== Given task ==
Each line from the line holding "Task: point to each instance of the work" through the last line should be written out exactly, with nothing else and no images.

== Data records ==

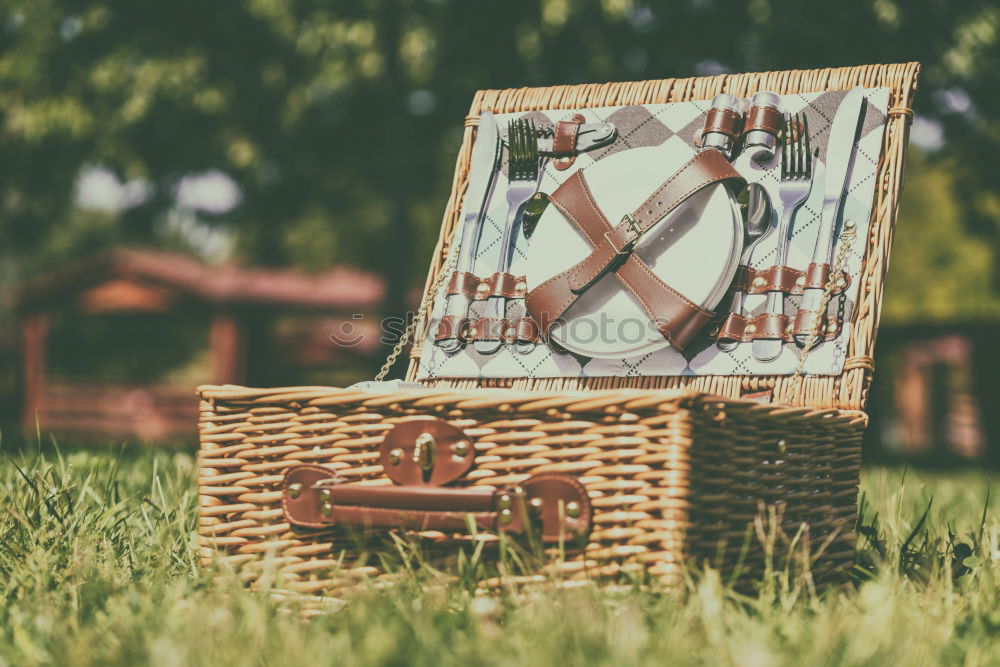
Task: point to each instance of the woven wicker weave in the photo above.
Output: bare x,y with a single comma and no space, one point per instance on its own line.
676,467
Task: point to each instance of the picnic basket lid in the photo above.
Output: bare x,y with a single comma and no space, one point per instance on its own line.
849,389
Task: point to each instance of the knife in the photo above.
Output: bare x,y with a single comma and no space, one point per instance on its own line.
482,177
840,151
588,137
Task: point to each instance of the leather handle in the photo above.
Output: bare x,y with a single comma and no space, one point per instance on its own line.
554,506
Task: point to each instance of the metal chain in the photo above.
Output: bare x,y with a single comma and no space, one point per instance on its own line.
846,240
422,312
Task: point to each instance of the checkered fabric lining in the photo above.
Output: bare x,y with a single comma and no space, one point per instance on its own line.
652,125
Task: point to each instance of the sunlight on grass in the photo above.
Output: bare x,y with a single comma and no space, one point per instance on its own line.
98,565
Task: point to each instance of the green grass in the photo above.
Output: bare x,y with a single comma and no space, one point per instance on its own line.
98,566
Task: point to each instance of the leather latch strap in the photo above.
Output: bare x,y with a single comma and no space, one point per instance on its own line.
552,506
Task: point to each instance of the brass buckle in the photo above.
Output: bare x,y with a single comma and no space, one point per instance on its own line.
637,233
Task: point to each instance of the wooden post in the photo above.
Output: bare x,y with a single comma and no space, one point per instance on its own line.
227,348
33,333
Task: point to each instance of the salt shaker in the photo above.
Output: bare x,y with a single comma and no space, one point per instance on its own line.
723,124
763,125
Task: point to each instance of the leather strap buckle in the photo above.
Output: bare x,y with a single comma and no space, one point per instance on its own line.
637,233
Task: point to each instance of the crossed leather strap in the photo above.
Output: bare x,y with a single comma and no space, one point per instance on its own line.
677,318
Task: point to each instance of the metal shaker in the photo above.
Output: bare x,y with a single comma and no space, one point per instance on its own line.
763,125
723,124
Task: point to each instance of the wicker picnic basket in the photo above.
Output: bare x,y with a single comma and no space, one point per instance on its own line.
725,470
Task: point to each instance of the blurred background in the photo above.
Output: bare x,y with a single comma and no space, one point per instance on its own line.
201,191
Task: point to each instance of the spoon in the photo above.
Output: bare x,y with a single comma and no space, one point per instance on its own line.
759,224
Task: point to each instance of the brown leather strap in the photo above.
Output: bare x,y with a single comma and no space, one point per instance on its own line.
818,275
743,277
485,328
425,450
803,325
776,279
451,326
462,282
526,330
733,328
764,118
520,330
564,141
505,285
786,279
677,318
726,121
554,505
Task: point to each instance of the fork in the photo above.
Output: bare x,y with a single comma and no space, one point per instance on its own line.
796,182
523,175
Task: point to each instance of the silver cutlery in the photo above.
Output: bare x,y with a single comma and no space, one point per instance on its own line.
523,177
588,137
796,182
839,158
483,169
758,226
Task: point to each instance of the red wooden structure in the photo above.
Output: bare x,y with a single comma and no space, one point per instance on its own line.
228,296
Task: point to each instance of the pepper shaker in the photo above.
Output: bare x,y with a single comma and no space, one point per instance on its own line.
723,124
763,125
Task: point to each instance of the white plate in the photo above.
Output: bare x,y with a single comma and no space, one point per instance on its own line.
695,250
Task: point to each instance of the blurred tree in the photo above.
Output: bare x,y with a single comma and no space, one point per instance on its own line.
339,122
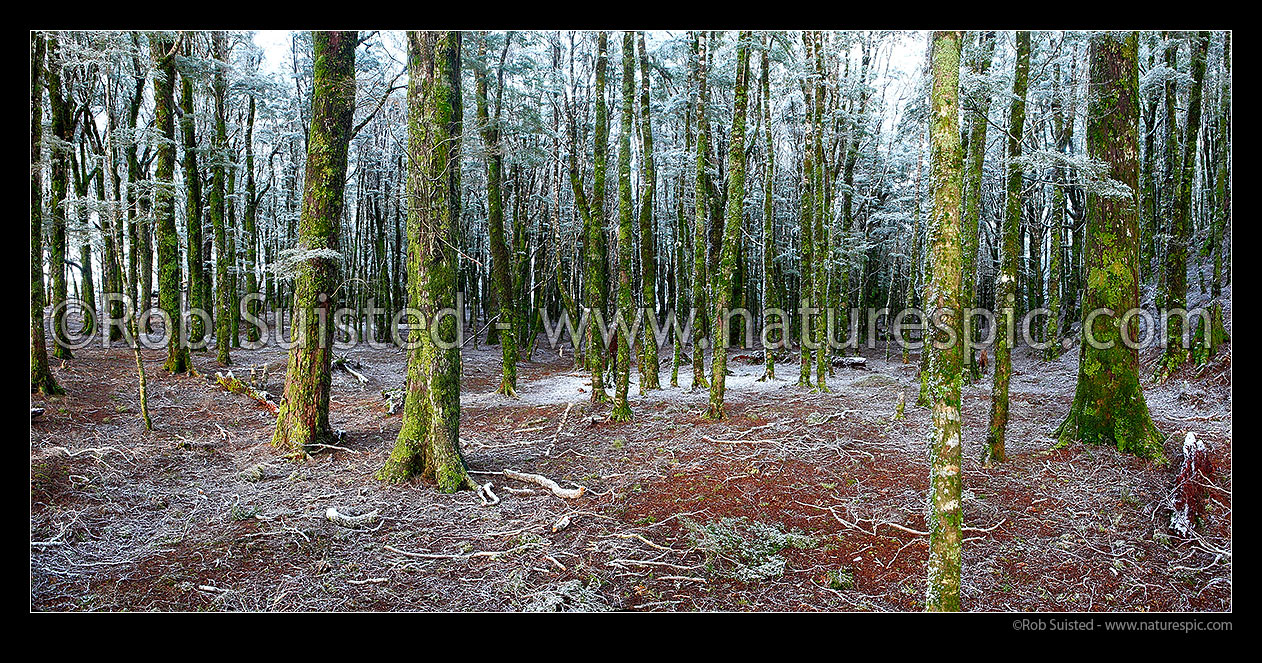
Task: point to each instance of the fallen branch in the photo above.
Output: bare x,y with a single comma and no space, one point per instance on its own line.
351,522
539,480
717,441
236,387
489,499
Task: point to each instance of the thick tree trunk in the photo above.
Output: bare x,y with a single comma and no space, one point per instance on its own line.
1108,403
303,418
428,443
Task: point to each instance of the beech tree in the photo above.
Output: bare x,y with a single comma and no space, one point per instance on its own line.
428,443
163,52
41,376
1005,284
303,417
943,292
733,214
1108,402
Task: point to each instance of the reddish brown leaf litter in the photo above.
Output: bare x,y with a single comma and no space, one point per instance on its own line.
202,513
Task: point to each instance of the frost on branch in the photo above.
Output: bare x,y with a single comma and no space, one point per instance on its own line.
1189,507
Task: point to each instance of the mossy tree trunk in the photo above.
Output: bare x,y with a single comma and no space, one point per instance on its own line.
250,226
1005,283
163,52
1223,181
701,47
428,443
978,102
1149,173
769,239
41,376
303,417
823,244
63,128
807,248
1108,403
224,289
1180,227
596,248
625,306
649,379
944,374
733,214
500,259
1063,134
192,206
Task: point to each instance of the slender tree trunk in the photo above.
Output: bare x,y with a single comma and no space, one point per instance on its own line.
945,515
428,443
192,209
981,107
303,418
224,312
1005,286
62,128
41,376
769,240
500,258
701,47
250,226
625,307
731,229
1180,231
649,379
1108,403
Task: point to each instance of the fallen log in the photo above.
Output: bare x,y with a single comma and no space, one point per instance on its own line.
1189,503
539,480
345,364
351,522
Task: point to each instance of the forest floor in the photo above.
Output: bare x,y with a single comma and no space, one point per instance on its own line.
798,501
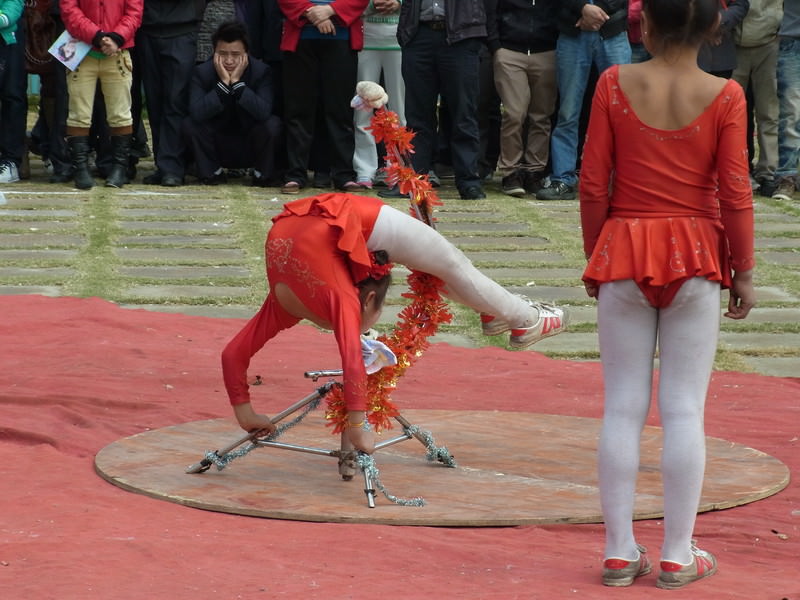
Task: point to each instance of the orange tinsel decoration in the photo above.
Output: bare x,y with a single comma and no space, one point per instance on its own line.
427,310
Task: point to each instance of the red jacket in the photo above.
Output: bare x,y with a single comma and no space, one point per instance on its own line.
348,11
84,18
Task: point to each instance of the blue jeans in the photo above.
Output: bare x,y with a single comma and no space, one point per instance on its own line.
789,100
574,58
13,98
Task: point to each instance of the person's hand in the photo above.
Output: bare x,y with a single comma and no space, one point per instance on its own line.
222,72
238,70
327,27
319,13
592,18
252,422
386,6
108,46
742,295
362,439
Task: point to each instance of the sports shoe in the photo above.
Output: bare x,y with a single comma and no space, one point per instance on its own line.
290,187
785,189
8,172
552,320
674,575
618,572
512,185
557,190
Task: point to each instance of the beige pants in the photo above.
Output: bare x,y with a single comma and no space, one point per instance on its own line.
526,84
115,74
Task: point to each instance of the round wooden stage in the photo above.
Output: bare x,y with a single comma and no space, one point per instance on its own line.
512,469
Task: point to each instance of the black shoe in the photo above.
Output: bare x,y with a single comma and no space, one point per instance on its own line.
170,180
557,190
472,192
767,187
392,192
513,185
532,181
215,179
321,180
152,179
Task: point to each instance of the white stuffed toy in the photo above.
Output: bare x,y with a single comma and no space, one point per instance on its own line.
369,96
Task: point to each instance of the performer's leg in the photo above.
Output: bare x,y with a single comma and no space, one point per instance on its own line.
420,247
688,332
627,326
265,325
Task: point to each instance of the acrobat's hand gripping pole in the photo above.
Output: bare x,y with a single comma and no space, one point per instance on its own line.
369,490
320,392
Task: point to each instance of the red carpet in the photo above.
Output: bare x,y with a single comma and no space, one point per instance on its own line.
78,374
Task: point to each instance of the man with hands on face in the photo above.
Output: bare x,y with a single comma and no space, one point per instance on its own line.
230,122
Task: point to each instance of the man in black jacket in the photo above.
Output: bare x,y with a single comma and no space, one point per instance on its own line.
230,122
166,49
589,33
440,44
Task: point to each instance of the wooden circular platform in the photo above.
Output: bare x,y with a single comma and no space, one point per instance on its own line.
513,469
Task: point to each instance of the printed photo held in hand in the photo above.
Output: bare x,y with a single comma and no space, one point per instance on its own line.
667,217
328,261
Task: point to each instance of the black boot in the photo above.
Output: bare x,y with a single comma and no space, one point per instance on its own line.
79,153
120,149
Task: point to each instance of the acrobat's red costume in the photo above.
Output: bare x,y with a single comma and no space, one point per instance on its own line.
319,247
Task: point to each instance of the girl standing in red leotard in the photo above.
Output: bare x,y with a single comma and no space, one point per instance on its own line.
667,215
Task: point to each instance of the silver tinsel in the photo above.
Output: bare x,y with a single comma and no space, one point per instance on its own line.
367,464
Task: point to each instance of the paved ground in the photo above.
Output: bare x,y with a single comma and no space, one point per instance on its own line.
198,250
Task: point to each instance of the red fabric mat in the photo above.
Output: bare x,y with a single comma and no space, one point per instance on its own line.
78,374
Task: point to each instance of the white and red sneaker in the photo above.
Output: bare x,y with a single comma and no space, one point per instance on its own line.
552,320
675,575
618,572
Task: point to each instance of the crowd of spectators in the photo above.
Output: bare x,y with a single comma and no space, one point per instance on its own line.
262,87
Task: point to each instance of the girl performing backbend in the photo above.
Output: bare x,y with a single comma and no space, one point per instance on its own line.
324,264
667,215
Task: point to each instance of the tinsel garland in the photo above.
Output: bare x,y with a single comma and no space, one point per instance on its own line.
421,318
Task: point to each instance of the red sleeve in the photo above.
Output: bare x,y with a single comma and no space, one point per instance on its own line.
130,21
346,321
77,23
596,167
735,193
293,10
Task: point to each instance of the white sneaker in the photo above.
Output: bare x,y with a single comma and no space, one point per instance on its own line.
552,320
8,172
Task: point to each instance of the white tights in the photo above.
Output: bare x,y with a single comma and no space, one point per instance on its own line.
687,332
414,244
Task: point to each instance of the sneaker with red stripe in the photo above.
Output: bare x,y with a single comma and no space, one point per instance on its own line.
551,320
674,575
618,572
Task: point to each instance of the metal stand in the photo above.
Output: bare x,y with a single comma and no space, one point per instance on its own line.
346,454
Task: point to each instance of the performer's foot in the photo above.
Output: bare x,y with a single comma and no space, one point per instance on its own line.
618,572
674,575
551,321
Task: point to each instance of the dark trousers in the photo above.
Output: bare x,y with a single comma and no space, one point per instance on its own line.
320,74
13,98
214,144
432,67
166,64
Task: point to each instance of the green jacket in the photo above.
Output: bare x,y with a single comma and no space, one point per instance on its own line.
10,13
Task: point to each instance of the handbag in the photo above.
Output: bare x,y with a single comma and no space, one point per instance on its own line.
40,31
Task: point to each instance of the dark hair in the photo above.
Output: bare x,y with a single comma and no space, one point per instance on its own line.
681,22
379,286
231,31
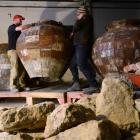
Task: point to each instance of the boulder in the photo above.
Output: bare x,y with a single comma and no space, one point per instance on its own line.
7,136
136,137
115,102
21,136
29,136
91,130
28,117
67,116
88,102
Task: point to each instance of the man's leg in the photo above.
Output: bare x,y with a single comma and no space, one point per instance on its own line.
22,77
21,72
82,54
12,55
74,69
75,74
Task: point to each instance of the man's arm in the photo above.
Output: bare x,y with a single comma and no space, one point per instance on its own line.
24,27
79,24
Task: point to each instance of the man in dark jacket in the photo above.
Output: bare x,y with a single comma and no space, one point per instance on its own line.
82,36
17,73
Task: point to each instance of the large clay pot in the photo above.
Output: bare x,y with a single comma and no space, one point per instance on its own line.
118,47
45,50
4,68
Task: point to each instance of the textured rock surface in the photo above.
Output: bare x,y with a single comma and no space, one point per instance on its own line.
21,136
67,116
137,137
6,136
29,136
30,117
116,104
92,130
88,102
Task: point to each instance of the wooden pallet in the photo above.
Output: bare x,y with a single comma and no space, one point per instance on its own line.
62,97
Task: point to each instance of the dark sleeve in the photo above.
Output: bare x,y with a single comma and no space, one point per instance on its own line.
79,24
12,29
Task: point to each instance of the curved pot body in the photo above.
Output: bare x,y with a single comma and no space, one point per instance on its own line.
118,47
45,50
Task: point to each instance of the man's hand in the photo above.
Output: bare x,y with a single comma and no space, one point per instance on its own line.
71,35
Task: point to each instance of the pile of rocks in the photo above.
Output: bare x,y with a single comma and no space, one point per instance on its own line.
110,115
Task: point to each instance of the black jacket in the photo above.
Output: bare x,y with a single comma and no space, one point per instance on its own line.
83,31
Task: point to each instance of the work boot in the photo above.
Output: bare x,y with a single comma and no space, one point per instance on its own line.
91,90
74,87
14,90
26,89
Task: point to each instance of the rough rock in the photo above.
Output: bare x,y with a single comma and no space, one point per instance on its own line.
88,102
137,137
7,136
21,136
67,116
115,102
91,130
29,136
28,117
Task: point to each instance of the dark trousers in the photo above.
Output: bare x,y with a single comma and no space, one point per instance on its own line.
81,58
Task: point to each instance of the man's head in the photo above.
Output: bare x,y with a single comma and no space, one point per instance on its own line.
82,11
17,19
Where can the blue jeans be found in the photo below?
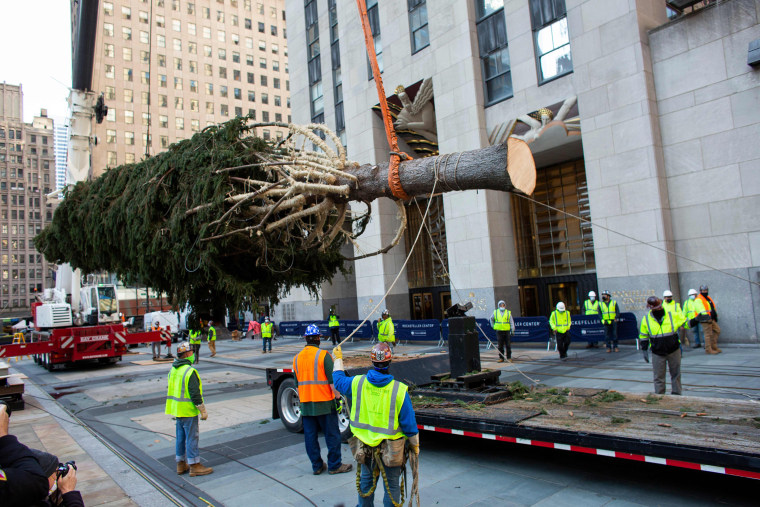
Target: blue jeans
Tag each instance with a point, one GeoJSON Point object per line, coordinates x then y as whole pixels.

== Completed task ==
Task: point to each instance of the work boot in the photo above.
Output: bare x,y with a single comma and no space, one point per instance on its own line.
91,90
74,87
14,90
26,89
Task: point to each instance of the rough rock in the photo above.
Output: bare x,y with a single comma and no space, one point per instance on its own line.
88,102
137,137
7,136
21,136
67,116
115,102
91,130
29,136
28,117
Task: point to each instance of the dark trousers in the photo above.
Output: bare x,y with a single comma and no space, one point per instance on its own line.
81,58
Task: point to each instance of the man's head in the photo above.
Output: bare x,y with a single comma and no space, one point per instance on its own line.
82,11
17,19
Where can the blue jeans be found in the photo below?
Target: blue jeans
Tag each instance with a point, one GeoJSON Point object per line, coordinates x then y as whole pixels.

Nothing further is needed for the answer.